SOURCE EXCERPT:
Word Learning in Children
3 Aug, 2007 10:59 am
Bob McMurray is a speech learning specialist. He explains his study on children's word aquisition ability and how this relates to learning in general.
I would like to add that I think a very critical part of it is the fact that children are learning more than one word at the same time. They are not waiting to finish learning mommy in order to learn daddy. They are actually trying to learn lots of words all at once, which is a critical part of explaining the acceleration.
Can you explain in further detail?
What we’re trying to understand is this acceleration that everybody talks about. Anybody who is a parent would probably resonate with the fact that at some point children go crazy naming things. They start using a lot of new words and seem to be learning a couple new words a day. We always thought that there was something that happens, that is that something flips on at that point. There are dozens of different mechanisms that could account for this, but that has been the standard story, an intuitively appealing one.
However, what we are trying to show with this study is that much simpler computational mechanisms could actually account for the spurt. You don’t need a lot of specialized things to flip on to obtain the acceleration. It is a natural by-product of language structure; the fact that words are varying and how hard they are, and that children are learning them all at once. In some sense nothing special is happening.
How was this study carried out?

PARTS OF THE EXERCISE:
1. List every behavior that the word-learning interview says children show at the point when parents notice the acceleration.
2. Write the next part of the interview on children's word learning, picking up after its final line.

DATA ENTRIES:
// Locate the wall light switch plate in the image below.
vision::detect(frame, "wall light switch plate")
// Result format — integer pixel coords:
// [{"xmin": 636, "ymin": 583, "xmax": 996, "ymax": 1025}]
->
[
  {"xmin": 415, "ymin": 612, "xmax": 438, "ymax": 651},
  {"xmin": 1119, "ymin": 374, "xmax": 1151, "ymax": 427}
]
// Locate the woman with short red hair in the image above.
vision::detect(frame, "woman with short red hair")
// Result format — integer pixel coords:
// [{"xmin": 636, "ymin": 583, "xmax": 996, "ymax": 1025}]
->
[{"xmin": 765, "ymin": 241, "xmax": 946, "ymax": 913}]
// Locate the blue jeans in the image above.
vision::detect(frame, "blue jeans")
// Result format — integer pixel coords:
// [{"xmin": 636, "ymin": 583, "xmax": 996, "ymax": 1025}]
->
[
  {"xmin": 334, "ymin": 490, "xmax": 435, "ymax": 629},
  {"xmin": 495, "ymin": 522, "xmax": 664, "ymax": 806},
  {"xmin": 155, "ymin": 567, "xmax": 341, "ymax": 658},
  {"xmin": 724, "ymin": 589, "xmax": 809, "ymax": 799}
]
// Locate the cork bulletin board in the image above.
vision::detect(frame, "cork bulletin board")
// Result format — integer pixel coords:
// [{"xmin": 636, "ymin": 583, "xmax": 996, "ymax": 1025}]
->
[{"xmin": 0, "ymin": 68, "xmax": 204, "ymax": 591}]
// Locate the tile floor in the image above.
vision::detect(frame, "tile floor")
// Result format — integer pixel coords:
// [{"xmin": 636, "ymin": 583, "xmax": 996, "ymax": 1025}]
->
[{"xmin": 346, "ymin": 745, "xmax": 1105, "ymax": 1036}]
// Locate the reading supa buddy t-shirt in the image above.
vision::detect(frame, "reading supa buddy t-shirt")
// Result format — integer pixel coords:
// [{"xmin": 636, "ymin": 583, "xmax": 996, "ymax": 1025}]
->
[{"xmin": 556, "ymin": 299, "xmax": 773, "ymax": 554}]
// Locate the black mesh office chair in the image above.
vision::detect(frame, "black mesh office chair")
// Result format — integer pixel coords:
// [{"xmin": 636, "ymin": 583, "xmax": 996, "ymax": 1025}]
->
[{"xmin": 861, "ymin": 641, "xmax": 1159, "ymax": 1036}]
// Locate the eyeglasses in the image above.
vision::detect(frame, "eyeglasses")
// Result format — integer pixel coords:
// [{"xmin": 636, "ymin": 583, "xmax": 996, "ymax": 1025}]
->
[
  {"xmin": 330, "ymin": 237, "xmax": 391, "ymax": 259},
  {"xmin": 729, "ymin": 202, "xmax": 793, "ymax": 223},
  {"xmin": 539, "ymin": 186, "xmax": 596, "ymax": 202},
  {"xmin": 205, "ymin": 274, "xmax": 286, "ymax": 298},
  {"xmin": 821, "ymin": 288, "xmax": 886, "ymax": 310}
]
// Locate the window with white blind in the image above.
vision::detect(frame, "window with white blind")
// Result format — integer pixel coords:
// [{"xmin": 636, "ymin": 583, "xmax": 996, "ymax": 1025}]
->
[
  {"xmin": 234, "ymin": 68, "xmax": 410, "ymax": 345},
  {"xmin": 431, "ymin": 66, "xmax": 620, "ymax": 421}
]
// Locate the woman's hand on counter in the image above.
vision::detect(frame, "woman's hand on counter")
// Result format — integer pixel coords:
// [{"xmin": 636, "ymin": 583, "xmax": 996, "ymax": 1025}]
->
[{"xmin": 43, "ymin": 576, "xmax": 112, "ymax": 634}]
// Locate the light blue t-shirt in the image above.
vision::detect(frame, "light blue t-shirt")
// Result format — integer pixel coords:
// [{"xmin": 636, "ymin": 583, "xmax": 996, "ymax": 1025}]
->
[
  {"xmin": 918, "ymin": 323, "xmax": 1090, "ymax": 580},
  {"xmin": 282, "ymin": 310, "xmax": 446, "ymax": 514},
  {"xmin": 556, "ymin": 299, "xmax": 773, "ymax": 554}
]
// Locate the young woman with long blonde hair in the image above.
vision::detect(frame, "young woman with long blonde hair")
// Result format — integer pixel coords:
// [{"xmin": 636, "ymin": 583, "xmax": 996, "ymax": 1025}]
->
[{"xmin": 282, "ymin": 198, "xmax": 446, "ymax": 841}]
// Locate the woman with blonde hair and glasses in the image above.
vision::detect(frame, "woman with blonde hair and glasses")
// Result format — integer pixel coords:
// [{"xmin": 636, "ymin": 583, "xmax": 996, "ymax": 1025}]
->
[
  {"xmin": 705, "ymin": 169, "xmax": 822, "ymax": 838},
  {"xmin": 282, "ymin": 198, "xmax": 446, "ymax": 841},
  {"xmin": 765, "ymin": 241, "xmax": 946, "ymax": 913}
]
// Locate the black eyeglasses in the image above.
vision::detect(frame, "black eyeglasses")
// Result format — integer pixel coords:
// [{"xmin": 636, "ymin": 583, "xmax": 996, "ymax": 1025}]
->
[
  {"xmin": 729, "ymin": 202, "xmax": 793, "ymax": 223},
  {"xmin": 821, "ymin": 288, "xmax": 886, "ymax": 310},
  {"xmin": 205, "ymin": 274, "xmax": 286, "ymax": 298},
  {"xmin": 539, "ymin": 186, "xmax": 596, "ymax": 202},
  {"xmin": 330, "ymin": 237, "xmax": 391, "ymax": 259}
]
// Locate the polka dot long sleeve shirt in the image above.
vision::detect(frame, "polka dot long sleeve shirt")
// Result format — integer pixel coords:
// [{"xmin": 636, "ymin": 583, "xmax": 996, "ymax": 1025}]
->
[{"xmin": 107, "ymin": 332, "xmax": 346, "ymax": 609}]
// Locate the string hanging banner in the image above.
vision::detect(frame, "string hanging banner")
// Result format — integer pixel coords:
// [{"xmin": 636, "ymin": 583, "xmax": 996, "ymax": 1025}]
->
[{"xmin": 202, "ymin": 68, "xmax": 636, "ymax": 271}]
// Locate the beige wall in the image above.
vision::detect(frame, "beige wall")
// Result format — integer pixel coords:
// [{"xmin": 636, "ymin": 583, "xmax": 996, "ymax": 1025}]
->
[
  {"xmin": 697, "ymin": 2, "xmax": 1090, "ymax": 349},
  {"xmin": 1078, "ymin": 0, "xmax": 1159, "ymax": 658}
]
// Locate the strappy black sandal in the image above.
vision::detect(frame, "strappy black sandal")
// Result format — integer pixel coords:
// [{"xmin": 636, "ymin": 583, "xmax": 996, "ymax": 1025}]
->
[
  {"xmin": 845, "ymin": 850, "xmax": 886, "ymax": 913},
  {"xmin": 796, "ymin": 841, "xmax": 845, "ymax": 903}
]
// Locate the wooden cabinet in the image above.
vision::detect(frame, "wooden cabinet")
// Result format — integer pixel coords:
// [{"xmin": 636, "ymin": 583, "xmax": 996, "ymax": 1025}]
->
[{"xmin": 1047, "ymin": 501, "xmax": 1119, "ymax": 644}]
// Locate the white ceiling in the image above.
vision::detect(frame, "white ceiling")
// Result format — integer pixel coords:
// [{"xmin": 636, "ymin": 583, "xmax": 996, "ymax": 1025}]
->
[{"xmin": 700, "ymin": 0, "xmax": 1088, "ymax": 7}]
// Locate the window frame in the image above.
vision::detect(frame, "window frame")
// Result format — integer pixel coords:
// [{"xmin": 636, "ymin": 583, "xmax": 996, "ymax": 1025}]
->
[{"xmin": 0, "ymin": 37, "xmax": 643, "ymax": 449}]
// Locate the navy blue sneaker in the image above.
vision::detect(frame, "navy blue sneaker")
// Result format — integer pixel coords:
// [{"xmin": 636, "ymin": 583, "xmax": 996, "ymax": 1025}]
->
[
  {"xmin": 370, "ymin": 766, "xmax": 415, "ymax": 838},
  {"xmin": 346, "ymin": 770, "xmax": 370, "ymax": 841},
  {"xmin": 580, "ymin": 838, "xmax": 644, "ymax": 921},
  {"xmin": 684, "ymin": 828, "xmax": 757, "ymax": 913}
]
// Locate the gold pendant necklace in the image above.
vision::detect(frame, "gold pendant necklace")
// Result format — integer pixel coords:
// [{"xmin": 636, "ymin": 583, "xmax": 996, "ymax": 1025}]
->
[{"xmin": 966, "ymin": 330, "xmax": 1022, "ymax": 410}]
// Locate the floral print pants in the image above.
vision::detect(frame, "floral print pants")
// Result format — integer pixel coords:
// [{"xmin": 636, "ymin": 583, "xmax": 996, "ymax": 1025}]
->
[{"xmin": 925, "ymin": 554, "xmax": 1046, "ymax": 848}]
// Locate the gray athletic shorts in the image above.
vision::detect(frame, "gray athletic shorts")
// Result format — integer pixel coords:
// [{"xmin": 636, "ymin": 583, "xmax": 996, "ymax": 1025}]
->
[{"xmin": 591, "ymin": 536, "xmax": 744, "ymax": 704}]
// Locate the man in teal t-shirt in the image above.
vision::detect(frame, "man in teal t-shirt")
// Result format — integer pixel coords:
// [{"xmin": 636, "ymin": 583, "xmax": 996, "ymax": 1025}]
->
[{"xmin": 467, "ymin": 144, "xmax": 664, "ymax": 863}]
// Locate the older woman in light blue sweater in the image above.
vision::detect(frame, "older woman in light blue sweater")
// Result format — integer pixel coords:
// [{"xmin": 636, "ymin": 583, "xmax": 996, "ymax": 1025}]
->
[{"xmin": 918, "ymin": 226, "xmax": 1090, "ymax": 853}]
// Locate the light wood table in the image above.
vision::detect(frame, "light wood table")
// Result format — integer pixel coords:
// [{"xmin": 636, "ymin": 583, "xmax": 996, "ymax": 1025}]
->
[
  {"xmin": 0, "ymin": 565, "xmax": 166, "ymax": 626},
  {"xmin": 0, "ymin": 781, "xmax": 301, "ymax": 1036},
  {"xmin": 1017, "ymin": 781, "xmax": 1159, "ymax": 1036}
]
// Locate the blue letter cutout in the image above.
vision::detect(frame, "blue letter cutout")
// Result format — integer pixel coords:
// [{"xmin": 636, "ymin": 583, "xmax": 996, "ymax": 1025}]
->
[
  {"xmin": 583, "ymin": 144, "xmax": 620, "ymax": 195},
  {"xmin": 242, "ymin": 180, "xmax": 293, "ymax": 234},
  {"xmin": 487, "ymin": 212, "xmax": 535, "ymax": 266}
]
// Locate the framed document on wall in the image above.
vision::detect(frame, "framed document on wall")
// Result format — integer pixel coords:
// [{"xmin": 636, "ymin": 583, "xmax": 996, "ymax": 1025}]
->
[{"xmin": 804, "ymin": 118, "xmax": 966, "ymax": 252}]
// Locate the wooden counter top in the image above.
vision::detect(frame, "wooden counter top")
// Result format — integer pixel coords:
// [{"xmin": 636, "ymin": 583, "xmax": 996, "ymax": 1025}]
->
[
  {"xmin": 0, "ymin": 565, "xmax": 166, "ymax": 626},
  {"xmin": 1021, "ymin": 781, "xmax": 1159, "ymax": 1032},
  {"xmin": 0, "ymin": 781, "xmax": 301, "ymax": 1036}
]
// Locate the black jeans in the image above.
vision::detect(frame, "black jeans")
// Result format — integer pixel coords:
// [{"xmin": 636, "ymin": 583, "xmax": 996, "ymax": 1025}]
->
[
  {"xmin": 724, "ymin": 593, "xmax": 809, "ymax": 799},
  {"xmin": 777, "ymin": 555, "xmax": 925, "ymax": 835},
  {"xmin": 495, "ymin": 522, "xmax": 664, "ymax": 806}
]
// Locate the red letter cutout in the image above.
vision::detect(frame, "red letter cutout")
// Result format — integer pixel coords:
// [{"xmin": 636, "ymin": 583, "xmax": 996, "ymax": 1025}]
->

SET OF ANSWERS:
1.
- They go crazy naming things.
- They start using a lot of new words.
- They seem to be learning a couple of new words a day.

2.
It was mostly a computational study. When I started out I had an insight that there was going to be a variation of difficulty in the parallel learning that was really responsible for the spurt. I actually created an excel spreadsheet and ran some equations, which took all of a half an hour. At that point, when I started to understand the mathematics of it, developed a more formal model using a couple of other programming languages and analyzing the results of those, I got to the point where I understood the limit conditions in almost a mathematical sense. I understood what components of the model were and weren’t essential until I was able to generalize the model to this broad situation. The initial model relied on a Bell Curve distribution of how difficult the words were. As I came to understand the model I realized that that was not an important assumption, and that you could do it with just about any distribution of difficulty.
Does this study have any impact on our understanding of learning in general?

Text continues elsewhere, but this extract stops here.